→ **THE REQUEST**
Can you write out the part of the listing that opens with the line containing "[locate] woman's hand" and runs through the end of the listing, both ends included, keeping the request lines unchanged and scaling only the answer coordinates by 1.7, rounded to whole numbers with halves rounded up?

+++

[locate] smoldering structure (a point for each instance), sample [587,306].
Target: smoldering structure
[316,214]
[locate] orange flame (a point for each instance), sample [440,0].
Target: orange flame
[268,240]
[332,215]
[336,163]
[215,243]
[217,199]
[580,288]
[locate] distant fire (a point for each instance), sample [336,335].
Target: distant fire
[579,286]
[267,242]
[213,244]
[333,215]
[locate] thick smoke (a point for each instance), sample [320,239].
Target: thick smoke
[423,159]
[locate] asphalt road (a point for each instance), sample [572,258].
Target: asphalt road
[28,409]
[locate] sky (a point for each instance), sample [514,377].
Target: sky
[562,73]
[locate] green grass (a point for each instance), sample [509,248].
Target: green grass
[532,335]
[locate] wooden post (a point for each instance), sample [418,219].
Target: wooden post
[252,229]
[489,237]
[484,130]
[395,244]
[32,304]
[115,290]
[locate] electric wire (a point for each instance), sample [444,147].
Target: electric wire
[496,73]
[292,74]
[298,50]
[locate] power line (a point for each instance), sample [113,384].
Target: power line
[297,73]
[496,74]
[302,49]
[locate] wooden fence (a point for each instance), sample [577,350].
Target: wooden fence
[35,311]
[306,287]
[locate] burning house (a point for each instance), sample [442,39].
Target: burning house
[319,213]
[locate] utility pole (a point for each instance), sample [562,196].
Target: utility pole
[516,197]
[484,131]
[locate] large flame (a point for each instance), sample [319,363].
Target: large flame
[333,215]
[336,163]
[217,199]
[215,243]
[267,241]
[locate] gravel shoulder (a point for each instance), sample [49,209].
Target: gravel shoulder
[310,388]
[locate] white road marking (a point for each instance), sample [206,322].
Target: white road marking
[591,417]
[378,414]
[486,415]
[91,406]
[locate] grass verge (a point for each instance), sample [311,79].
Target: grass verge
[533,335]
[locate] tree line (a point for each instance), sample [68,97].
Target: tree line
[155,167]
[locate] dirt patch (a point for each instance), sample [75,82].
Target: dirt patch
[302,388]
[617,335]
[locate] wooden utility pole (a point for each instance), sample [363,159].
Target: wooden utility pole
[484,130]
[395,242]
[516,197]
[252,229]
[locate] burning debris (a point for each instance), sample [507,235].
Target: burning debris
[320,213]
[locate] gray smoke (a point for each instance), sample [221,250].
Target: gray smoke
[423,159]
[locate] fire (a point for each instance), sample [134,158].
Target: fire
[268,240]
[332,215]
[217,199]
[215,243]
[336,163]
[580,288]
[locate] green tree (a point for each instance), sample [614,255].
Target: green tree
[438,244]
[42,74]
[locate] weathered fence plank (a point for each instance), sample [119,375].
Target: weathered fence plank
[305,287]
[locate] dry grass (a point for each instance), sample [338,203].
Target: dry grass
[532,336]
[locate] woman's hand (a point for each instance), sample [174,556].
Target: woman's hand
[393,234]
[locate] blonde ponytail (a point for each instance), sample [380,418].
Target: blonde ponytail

+++

→ **OUTPUT OF THE TASK**
[locate] woman's hand (a point for each instance), sample [174,556].
Target: woman's hand
[668,398]
[locate] blonde ponytail (a point for each instance), sample [380,418].
Target: blonde ponytail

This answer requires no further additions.